| AIM OF THE EXERCISE |
Using the book review, answer these:
(a) Which two earlier books by Austin Kleon does the flap description name?
(b) What does the review say director Ingmar Bergman told his daughter?
(c) Which cartoonist does Kleon cite on the benefits of drawing?

| SOURCE DOCUMENT |
========================

Thomas Allen & Son sent me Keep Going in exchange for an honest review. All opinions are my own.
I don’t want to tell you how many times I’ve thought of chucking my blog but it’s up there. For all of the usual reasons: My writing sucks; it’s too hard; I’m not funny or interesting or loveable enough; I should post more often; no one reads it; my pictures are crap; and so on. All of which I believe to different degrees depending on the day. Some days I’m even happy with a post or a particular picture, then two days later I think it sucks. But I keep going. And some books really help. Like this month’s new one from Austin Kleon, Keep Going: 10 Ways to Stay Creative in Good Times and Bad.
Here’s the description from the front flap of the book. (I know there’s a word for that flap, but I always forget it.)
Keep working. Keep playing. Keep creating.
In his previous books Steal Like an Artist and Show Your Work!, both New York Times bestsellers, Austin Kleon gave readers the keys to unlock their creativity and showed them how to become known. Now he offers his most inspiring work yet, with ten simple rules for how to stay creative, focused, and true to yourself—for life.
The creative life is not a linear journey to a finish line, it’s a loop—so find a daily routine, because today is the only day that matters. Disconnect from the world to connect with yourself—sometimes you just have to switch into airplane mode. Keep Going celebrates getting outdoors and taking a walk (as director Ingmar Bergman told his daughter, ”The demons hate fresh air”). Pay attention, and especially pay attention to what you pay attention to. Worry less about getting things done, and more about the worth of what you’re doing. Instead of focusing on making your mark, work to leave things better than you found them.
Keep Going and its timeless, practical, and ethical principles are for anyone trying to sustain a meaningful and productive life.
It’s a fairly short book so you could read it in one sitting, but I think it’s worthwhile to pause along the way (for however long you need) and reflect on Austin’s points. Really let them sink in. I think sometimes we let things go in one ear and out the other because we think we’ve heard it before, but when we consider it more closely, we learn something new altogether.
Here are some points that really resonated with me:
You can be woke without waking to the news
Whether that’s the actual news (or just the latest news from your phone), Austin says it’s important to protect what might be your most creative time of the day.
“When you reach for your phone or laptop upon waking, you’re immediately inviting anxiety and chaos into your life,” he writes. “… Even if it’s for fifteen minutes, give yourself some time in the morning to not be horrified by the news. It’s not sticking your head in the sand. It’s retaining some of your inner balance and sanity so you can be strong and do your work.”
The ordinary + extra attention = the extraordinary
“It is easy to assume that if only you could trade your life for a new one, all your creative problems would be solved,” Austin writes. “If only you could quit your day job, move to a hip city, rent the perfect studio, and fall in with the right gang of brilliant misfits! Then you’d really have it made. … You do not need to have an extraordinary life to make extraordinary work. Everything you need to make extraordinary art can be found in your everyday life.”
What’s important is to slow down and really look at things. One way to look: by drawing. Austin cites cartoonist Chris Ware, who says drawing helps us live in the moment and concentrate on what’s in front of us. Plus it makes you feel better.

========================

| INFORMATION SHOWN |
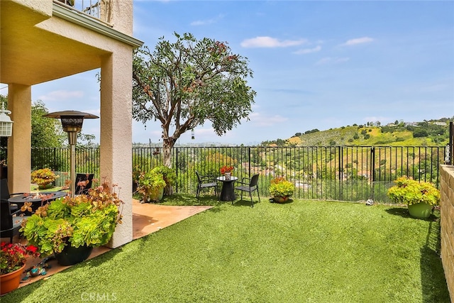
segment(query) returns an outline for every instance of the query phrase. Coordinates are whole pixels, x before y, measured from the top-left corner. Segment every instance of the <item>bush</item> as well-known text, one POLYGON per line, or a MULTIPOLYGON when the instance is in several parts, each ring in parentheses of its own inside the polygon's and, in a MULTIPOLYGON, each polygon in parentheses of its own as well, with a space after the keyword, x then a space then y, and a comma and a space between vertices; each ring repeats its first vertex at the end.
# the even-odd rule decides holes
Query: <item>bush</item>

========================

| RESULT FOR THIS EXERCISE |
(a) Steal Like an Artist and Show Your Work!
(b) "The demons hate fresh air."
(c) Chris Ware.